**Written problem:** Print every line of the entries below word for word, omitting the pictures.

**Available records:**
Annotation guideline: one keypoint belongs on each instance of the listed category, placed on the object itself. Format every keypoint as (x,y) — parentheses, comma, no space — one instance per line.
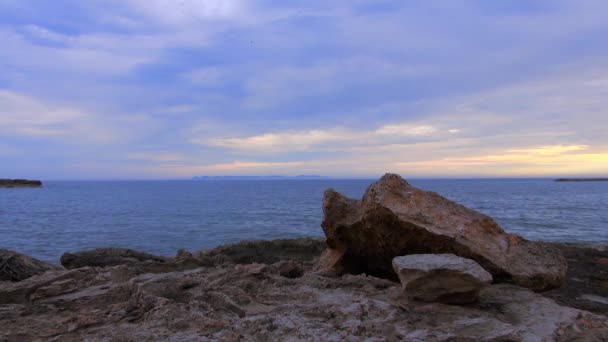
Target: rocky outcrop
(254,302)
(266,252)
(102,257)
(394,218)
(19,183)
(444,278)
(16,267)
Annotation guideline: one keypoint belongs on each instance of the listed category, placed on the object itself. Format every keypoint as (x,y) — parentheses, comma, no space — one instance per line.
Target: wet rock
(394,218)
(444,278)
(289,269)
(266,251)
(103,257)
(16,267)
(20,183)
(255,303)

**Full solution:**
Annotation guideline: one keypoint belongs on each instance of the listed category, placed on the object itself. Format every keypoint as (x,y) — parentheses, comma, no space — one instance per line.
Target: rocky outcrop
(254,302)
(266,252)
(102,257)
(394,218)
(19,183)
(444,278)
(16,267)
Annotation guideline: one keypoint belongs on each instance of the listed category, placed on the object itself. Format every keypoint as (x,y) — parentheses, comma, no space — one instance per line.
Target: wet rock
(394,218)
(444,278)
(289,269)
(266,251)
(103,257)
(16,267)
(20,183)
(255,303)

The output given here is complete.